• **Data for the task**

== Segment start ==

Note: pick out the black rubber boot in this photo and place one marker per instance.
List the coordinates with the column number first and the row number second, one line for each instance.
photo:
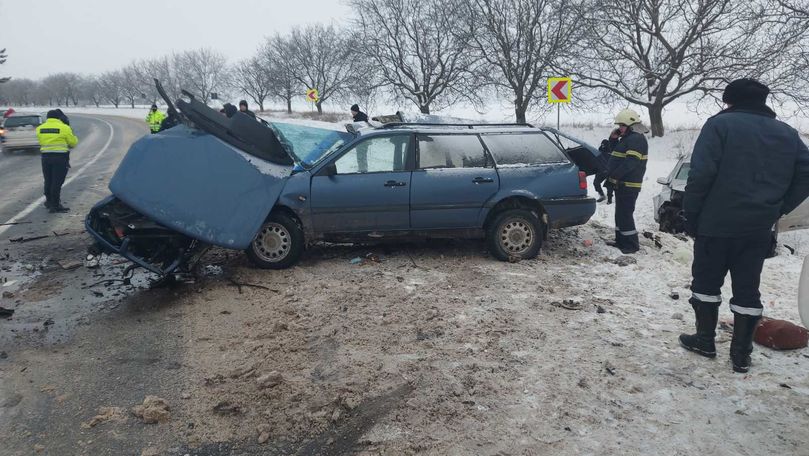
column 744, row 327
column 702, row 343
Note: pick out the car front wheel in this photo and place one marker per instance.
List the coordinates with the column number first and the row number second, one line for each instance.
column 515, row 233
column 278, row 244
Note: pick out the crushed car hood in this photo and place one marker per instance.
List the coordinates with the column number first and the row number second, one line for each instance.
column 198, row 185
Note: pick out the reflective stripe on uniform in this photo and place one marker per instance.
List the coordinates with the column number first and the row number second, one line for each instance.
column 636, row 154
column 746, row 310
column 707, row 298
column 626, row 184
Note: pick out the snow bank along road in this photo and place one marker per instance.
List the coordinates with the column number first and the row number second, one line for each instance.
column 431, row 348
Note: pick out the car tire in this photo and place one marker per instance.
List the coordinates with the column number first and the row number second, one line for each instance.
column 515, row 233
column 278, row 244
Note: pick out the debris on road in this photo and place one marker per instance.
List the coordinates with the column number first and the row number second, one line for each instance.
column 23, row 239
column 104, row 415
column 781, row 335
column 568, row 304
column 625, row 260
column 153, row 410
column 227, row 408
column 69, row 265
column 270, row 380
column 674, row 295
column 91, row 261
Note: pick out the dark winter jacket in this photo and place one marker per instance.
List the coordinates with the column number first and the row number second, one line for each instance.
column 627, row 164
column 747, row 169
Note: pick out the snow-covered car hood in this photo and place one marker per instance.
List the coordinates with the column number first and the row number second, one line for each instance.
column 196, row 184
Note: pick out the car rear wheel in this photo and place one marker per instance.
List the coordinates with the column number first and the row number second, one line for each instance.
column 515, row 233
column 278, row 244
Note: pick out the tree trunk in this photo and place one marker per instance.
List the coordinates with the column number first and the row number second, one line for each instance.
column 656, row 120
column 519, row 112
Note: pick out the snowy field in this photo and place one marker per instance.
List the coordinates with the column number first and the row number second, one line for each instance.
column 436, row 348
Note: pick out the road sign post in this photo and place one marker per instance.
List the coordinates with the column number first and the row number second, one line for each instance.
column 560, row 90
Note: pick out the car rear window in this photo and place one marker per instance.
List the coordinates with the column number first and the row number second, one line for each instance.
column 22, row 121
column 451, row 151
column 523, row 149
column 683, row 173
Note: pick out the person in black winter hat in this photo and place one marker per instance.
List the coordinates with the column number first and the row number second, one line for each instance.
column 745, row 91
column 243, row 108
column 358, row 115
column 747, row 170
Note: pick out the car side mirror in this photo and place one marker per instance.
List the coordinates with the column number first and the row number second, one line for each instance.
column 329, row 170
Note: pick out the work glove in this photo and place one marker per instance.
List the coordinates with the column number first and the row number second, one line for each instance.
column 690, row 223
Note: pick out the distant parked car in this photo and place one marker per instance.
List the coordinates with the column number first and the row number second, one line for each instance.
column 668, row 205
column 18, row 132
column 272, row 189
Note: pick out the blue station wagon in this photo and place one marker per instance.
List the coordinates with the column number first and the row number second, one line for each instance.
column 271, row 189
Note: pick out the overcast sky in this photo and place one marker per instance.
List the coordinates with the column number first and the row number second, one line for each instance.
column 92, row 36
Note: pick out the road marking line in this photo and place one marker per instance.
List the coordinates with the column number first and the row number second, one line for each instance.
column 39, row 201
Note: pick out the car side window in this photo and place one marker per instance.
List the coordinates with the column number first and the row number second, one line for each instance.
column 451, row 151
column 375, row 155
column 511, row 149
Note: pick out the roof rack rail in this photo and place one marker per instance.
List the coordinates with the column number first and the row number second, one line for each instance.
column 469, row 125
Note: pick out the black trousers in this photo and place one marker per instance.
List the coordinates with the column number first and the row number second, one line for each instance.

== Segment end ==

From the line holding "Note: pick out the distant" to the last line of the material above, reproduce every line exactly, and only those.

Note: pick out the distant parked car in this photo and place one marker per instance.
List the coordinates with the column number first and the row number second, one line for each instance.
column 668, row 205
column 18, row 132
column 272, row 189
Note: pick out the blue station wagon in this photo and place one marker per instance.
List the coordinates with the column number first and the row number second, one line for each instance.
column 271, row 189
Note: pick out the overcast sky in this photo and place one marker per instance.
List the coordinates with the column number first and the row number second, one line for each instance.
column 92, row 36
Note: pick out the road marking line in this photo and place one marker per instance.
List the coordinates with the column number first and the row number second, one line for each instance.
column 39, row 201
Note: pick out the car side window in this photo and place one marker per instance.
List the coordinates with the column number first and the row number second, one line for each instance.
column 451, row 151
column 375, row 155
column 511, row 149
Note: pick out the roof rack rail in this photo and place one marker per instance.
List the coordinates with the column number first and the row number second, one line for each instance.
column 469, row 125
Note: pick out the black trousers in this photo and place one marker per instance.
List the coordinates with the column number first and the row number second, one line for each instance.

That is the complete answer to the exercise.